→ **What is expected**:
Nothing but an exact copy of the data should be output.

------ Given records

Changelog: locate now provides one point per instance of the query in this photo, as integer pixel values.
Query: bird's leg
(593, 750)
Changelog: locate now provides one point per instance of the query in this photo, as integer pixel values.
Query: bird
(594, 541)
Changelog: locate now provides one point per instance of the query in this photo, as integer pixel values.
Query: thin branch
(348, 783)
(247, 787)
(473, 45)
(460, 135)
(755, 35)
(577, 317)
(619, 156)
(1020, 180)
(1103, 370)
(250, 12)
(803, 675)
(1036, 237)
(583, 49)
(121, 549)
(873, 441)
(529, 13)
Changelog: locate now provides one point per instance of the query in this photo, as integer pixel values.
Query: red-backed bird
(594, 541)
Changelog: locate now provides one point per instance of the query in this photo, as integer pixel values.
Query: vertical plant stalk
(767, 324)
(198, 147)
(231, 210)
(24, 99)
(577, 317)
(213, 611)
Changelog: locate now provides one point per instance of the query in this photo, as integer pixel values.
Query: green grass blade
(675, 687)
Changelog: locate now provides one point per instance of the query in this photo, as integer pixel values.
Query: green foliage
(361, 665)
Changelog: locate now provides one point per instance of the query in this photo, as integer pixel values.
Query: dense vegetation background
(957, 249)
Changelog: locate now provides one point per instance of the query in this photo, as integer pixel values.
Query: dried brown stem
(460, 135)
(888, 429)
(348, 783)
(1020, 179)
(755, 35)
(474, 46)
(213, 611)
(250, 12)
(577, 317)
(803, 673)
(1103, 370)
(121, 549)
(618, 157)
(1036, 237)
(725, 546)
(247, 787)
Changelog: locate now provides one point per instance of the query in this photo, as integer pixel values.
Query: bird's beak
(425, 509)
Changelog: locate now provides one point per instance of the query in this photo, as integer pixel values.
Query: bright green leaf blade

------------

→ **Solution to the problem**:
Changelog: locate now provides one point per instance of the query in this photo, as integer pixel values.
Query: bird's leg
(593, 750)
Changelog: locate now provides one point per instance of the query in this photo, as integer pixel values.
Query: bird
(594, 541)
Changelog: locate now provides one point per instance of the query in this photo, as integer pixel values.
Query: thin branch
(348, 783)
(247, 787)
(473, 45)
(460, 135)
(755, 35)
(577, 317)
(619, 156)
(1020, 180)
(1103, 370)
(250, 12)
(803, 675)
(1036, 237)
(583, 49)
(121, 549)
(873, 441)
(529, 13)
Changelog: locate now provides one point per instance of the query in this photo, as integer pixel values.
Query: red-backed bird
(594, 541)
Changelog: locate now provides one point per instance of the query in this photo, as integer pixel values.
Query: vertical plant stalk
(767, 324)
(198, 147)
(231, 210)
(24, 99)
(577, 317)
(213, 611)
Changelog: locate now provides one point per instance of the query in this photo, as integer pixel values.
Query: green grass blade
(675, 687)
Changelog: locate now provides one point per instance of the query in this photo, as integer pixel values.
Query: green foliage
(361, 665)
Changelog: locate now provides one point per instance of the query in this photo, as integer pixel values.
Query: dense vegetation background
(957, 249)
Changelog: locate now provides one point per instance of the query in this photo, as integer pixel values.
Query: dried brown stem
(460, 135)
(888, 429)
(348, 783)
(1020, 179)
(755, 35)
(474, 46)
(213, 611)
(250, 12)
(577, 317)
(803, 673)
(1103, 370)
(121, 549)
(618, 157)
(1036, 237)
(725, 546)
(247, 787)
Changelog: locate now provides one point per instance of the query in this photo, as integer pixel values.
Query: bird's beak
(425, 509)
Changelog: locate now provides one point per instance of the query in this photo, as integer pixel values.
Query: bright green leaf blade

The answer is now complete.